• _TEXT SECTION_
My fight

I didn't want my disabilities to define me.

I don't often write about my disabilities and the problems they cause. Not because I am ashamed to admit I am disabled, I just think nobody would be interested in reading about my declining health.
However, several people have asked me to write about my condition, so here is the opening of my story. I may put this into a book later on.
My story starts in my days at school when my friends told me that I was an excellent storyteller.
At that time, I didn't realise my genetic heritage, who considers their genetics? Most people have no idea what lies hidden with their genes, why would they?
Long ago, I realised something was wrong because when I cut myself I scar badly and my skin doesn't heal as it should, nobody told me what was wrong if they knew.
I think my mother had some idea what lay ahead for me, her eldest sister, Joan, has the same condition I have. Whether it was a choice not to tell me, or my mother didn't know, I never knew.
I never considered that I might have a heart condition, I assumed I slept on my left-side because I am predominantly right-handed, as I found out later, this and my non-sporting activity, probably helped keep me alive as I have a genetic flaw that caused one of my heart chambers to be malformed. My right side is only half-developed, which explains my shortness of breath. 
The condition I have is Hypertrophic cardiomyopathy. In easy to understand terms, the illness causes a disrupted heart rhythm; this genetic condition is what kills some young (apparently healthy) athletes for no reason.
When I was at school, and in college, the easiest way to find me was go the library. I used to think this was because at an early age I realised that taking up sports as a lifestyle usually meant you had a short, and risky, work life. Since knowing about my condition, I wonder if my body was telling me something then, that I only realise now?
I used to do sports, but I was more a distance performer than a sprinter. I put this down to being well built rather than being slim and agile, again, perhaps my body was telling me something.

[Stored records]
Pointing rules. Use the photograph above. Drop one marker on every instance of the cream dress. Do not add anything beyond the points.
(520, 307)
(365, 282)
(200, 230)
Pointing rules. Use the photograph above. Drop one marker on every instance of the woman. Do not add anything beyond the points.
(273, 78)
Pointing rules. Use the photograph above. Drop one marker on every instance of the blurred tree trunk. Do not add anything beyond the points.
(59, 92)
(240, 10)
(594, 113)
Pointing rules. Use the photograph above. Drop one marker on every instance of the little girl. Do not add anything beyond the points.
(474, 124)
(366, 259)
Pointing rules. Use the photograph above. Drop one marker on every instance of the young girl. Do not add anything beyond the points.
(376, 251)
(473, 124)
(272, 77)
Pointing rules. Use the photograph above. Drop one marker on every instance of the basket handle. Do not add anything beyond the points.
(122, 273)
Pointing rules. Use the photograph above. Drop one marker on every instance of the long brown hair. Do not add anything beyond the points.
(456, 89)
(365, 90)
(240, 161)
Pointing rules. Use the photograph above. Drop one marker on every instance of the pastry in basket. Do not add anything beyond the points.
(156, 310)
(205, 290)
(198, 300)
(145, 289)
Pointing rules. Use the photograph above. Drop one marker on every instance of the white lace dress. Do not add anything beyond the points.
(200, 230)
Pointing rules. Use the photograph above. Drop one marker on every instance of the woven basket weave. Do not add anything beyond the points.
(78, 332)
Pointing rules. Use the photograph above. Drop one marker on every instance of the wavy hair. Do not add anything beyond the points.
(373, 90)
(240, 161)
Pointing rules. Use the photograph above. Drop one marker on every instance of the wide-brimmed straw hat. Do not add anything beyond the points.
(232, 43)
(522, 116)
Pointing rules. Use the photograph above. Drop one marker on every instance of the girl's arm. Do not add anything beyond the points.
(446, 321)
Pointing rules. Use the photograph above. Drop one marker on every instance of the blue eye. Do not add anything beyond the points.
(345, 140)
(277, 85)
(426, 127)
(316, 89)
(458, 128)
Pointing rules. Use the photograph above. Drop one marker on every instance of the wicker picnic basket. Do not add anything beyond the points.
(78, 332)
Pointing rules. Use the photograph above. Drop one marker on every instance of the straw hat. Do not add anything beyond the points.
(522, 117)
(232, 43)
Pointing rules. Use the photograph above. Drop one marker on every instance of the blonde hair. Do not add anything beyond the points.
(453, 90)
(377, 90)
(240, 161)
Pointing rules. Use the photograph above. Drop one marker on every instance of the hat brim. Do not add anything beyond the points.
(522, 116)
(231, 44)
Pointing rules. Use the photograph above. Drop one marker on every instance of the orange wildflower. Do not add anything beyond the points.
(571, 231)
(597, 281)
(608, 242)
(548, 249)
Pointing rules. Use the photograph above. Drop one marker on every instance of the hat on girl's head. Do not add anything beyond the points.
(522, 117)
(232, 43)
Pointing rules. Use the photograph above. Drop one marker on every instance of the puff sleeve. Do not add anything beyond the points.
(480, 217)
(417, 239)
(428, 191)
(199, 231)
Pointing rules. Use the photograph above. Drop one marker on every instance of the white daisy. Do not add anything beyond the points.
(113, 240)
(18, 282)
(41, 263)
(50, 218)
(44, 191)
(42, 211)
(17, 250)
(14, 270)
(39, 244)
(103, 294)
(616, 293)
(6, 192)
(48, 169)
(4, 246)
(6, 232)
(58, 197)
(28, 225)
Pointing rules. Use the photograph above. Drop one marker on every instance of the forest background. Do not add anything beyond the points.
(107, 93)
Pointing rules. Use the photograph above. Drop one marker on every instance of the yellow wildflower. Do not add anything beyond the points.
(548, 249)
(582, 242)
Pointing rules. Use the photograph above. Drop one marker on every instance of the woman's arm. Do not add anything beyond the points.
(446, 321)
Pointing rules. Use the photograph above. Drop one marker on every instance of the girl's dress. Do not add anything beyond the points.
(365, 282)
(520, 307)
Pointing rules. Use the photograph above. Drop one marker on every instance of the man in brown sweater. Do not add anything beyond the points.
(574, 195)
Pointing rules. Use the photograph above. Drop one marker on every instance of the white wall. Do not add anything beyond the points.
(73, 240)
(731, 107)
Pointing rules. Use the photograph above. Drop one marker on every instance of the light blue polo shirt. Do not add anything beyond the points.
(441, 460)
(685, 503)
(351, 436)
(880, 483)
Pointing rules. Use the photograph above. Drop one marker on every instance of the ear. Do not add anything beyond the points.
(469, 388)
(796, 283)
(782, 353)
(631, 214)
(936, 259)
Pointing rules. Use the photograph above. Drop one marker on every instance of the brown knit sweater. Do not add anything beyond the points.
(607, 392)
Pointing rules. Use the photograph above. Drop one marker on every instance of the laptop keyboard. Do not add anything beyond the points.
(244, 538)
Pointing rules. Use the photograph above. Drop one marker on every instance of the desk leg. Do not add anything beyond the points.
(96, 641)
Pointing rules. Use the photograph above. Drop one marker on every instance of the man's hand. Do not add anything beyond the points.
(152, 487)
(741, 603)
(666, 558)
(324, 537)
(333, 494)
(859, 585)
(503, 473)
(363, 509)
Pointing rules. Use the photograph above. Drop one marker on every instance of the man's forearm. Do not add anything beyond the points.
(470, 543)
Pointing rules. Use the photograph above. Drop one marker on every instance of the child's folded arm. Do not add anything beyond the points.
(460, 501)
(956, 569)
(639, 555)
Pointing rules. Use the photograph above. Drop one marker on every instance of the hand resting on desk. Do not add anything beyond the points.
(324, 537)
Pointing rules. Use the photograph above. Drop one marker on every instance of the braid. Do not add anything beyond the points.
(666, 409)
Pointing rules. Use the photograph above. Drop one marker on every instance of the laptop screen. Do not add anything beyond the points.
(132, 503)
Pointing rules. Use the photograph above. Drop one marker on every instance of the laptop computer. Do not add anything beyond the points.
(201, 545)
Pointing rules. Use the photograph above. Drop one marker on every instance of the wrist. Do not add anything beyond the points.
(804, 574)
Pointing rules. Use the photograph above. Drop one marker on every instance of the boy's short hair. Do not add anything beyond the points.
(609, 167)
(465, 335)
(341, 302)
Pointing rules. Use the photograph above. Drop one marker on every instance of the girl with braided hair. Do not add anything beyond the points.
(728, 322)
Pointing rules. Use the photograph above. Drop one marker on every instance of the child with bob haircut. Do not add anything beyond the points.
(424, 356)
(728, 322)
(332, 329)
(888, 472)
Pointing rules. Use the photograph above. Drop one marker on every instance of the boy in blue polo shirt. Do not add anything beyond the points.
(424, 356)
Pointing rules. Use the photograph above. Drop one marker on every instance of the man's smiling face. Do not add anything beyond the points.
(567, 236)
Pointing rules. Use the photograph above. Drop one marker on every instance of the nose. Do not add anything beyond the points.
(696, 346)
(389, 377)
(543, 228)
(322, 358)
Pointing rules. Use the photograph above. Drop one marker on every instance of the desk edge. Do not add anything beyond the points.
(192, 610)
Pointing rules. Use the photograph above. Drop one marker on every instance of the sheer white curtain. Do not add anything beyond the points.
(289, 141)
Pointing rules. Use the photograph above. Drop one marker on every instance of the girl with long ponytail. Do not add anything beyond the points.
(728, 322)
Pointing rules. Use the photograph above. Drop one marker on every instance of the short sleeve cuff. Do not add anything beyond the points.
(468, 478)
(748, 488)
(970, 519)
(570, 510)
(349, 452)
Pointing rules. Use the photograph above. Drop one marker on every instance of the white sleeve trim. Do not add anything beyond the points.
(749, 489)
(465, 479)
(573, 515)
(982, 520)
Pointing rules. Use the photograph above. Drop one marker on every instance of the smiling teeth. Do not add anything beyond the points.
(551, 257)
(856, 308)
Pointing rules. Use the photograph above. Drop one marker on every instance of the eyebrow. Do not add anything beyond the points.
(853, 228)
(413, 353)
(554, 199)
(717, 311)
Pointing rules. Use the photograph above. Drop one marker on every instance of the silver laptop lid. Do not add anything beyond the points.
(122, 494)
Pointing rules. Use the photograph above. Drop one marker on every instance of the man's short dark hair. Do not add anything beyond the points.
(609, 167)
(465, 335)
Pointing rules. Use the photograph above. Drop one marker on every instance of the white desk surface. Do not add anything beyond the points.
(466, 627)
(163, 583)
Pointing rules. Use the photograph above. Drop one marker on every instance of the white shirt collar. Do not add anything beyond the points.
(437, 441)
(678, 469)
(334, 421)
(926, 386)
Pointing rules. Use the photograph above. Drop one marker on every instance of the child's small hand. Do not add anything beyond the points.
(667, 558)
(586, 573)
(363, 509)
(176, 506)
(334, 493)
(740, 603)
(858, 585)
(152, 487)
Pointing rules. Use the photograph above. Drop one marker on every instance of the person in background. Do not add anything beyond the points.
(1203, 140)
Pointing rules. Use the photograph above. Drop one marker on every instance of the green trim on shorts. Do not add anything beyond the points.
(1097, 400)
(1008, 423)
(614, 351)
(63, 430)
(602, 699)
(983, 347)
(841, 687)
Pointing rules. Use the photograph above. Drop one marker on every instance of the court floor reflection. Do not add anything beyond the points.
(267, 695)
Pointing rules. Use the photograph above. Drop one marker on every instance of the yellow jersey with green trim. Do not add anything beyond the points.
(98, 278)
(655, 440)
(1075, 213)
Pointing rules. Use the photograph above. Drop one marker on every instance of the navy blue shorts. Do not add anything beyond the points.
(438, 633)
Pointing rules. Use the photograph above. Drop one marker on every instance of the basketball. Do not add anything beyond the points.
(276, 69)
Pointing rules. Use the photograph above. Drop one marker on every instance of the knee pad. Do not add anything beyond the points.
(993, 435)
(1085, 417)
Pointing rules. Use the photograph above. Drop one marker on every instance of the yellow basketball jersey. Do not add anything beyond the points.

• _TASK LIST_
[1] In the personal account, rewrite the passage between "I don't often" and "if they knew.", inclusive, replacing "storyteller" with "writer".
[2] What condition does the writer of the personal account have?
Work from the personal account alone, not the listing.

• _EXERCISE RESPONSES_
[1]
I don't often write about my disabilities and the problems they cause. Not because I am ashamed to admit I am disabled, I just think nobody would be interested in reading about my declining health.
However, several people have asked me to write about my condition, so here is the opening of my story. I may put this into a book later on.
My story starts in my days at school when my friends told me that I was an excellent writer.
At that time, I didn't realise my genetic heritage, who considers their genetics? Most people have no idea what lies hidden with their genes, why would they?
Long ago, I realised something was wrong because when I cut myself I scar badly and my skin doesn't heal as it should, nobody told me what was wrong if they knew.

[2] Hypertrophic cardiomyopathy.